To do: Can you write out the rows word for word, starting at the one that contains "point: the tile backsplash in this photo" and ending at the final row, with both of those included?

Input data:
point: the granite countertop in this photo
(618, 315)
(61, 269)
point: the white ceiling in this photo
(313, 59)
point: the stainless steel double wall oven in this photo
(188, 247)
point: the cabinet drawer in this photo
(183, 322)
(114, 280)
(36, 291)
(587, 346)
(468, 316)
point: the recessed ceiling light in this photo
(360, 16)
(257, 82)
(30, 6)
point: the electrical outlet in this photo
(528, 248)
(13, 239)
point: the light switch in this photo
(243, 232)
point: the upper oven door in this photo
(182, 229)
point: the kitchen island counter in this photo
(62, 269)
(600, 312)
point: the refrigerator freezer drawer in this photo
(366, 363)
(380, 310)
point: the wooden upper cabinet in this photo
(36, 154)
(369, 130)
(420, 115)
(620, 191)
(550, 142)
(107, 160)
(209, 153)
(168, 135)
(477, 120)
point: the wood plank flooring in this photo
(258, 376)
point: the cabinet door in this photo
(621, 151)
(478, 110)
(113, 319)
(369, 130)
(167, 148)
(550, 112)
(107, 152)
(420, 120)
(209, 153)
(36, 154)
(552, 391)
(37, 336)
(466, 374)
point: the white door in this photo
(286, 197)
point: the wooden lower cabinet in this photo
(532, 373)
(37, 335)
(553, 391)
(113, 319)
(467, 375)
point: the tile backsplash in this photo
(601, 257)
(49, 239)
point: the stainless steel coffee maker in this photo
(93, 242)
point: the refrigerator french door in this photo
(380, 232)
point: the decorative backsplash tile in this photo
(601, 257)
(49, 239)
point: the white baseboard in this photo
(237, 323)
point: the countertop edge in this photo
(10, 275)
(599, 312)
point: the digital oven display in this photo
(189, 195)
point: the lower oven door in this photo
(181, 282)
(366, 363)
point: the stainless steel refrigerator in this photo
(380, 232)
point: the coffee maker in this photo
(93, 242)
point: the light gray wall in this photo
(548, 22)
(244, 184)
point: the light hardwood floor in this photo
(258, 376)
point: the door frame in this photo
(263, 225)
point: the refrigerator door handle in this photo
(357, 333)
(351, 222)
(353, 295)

Response:
point: the tile backsplash in this photo
(601, 257)
(49, 239)
point: the stainless steel coffee maker in this photo
(93, 242)
point: the refrigerator french door in this photo
(380, 232)
point: the decorative backsplash tile in this photo
(601, 257)
(49, 239)
point: the white baseboard in this photo
(237, 323)
point: the countertop edge in this photo
(10, 275)
(599, 312)
point: the digital oven display in this photo
(189, 195)
point: the lower oven door in this photo
(181, 282)
(366, 363)
point: the stainless steel refrigerator in this photo
(380, 232)
point: the coffee maker in this photo
(93, 242)
point: the light gray wall in this photo
(548, 22)
(244, 184)
point: the light hardwood floor in this photo
(258, 376)
point: the door frame in this photo
(263, 225)
point: the refrigerator door handle in this photo
(357, 333)
(351, 222)
(353, 295)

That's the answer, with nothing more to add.